## Data under study
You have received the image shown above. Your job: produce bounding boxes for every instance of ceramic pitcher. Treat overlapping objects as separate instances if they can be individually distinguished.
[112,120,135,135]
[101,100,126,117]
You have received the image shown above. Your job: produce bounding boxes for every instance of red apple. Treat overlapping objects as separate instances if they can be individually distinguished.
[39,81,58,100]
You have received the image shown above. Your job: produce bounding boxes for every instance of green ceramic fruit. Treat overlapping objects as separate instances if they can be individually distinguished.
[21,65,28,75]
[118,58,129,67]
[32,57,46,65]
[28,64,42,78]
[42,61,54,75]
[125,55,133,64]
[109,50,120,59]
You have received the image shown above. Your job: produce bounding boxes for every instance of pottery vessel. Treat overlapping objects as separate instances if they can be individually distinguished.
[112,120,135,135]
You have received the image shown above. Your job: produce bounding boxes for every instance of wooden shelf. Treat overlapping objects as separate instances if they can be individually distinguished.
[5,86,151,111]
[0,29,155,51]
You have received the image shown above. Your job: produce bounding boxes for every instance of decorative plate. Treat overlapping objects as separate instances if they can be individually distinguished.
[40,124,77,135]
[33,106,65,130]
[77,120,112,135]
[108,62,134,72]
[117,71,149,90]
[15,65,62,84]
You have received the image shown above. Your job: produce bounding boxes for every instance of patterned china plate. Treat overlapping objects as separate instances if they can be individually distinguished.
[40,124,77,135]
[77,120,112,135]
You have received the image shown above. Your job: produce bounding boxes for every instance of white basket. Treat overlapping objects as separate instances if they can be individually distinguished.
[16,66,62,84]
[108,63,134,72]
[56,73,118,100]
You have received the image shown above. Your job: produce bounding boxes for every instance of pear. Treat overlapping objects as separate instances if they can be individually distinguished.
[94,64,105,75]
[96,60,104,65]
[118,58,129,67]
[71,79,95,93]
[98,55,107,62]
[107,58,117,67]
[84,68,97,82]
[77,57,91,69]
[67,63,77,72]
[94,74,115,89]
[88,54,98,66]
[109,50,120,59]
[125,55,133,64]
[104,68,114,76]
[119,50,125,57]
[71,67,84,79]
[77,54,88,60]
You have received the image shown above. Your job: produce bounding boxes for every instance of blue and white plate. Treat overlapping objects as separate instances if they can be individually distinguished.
* * *
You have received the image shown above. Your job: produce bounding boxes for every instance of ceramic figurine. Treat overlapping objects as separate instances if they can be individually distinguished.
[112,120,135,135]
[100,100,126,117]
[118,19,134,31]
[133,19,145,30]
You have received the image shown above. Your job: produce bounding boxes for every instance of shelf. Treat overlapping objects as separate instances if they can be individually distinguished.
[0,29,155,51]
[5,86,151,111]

## What the task requires
The range runs from the line with "instance of decorative" up to and including the line with "instance of blue" in the listing above; please write out exactly those lines and nothing more.

## Response below
You have received the image shown above. Your job: produce bounding boxes for every instance of decorative plate. Treat overlapping objects as separate instances if they can be individually distinguished.
[40,124,77,135]
[33,106,65,130]
[77,120,112,135]
[108,62,134,72]
[117,71,149,90]
[15,65,62,84]
You have received the image shown above. Your job: produce bounding boxes for every instance of patterned china plate. Treat overlapping objects as separate instances if they can be individually distinguished.
[40,124,77,135]
[77,120,112,135]
You have received the image shown above. Your job: produce bounding boxes for every instance of white basket. Treat overlapping objects as separate instances if they can be individually distinguished.
[16,66,62,84]
[108,63,134,72]
[56,73,118,100]
You have received the image shown above. Your job: produce bounding boxes for every instance of pear. Treat overlapping objects as separate instances if they can be individually distinguished.
[94,64,105,75]
[96,60,104,65]
[118,58,129,67]
[71,79,95,93]
[98,55,107,62]
[107,58,117,67]
[84,68,97,82]
[77,57,91,69]
[67,63,77,72]
[94,74,115,89]
[88,54,98,66]
[109,50,120,59]
[125,55,133,64]
[104,68,114,76]
[119,50,125,57]
[71,67,84,79]
[77,54,88,60]
You have received the image shown above. Your job: produce bounding boxes for every instance of blue and white plate. Treat overlapping objects as separate instances if they can be individually distinguished.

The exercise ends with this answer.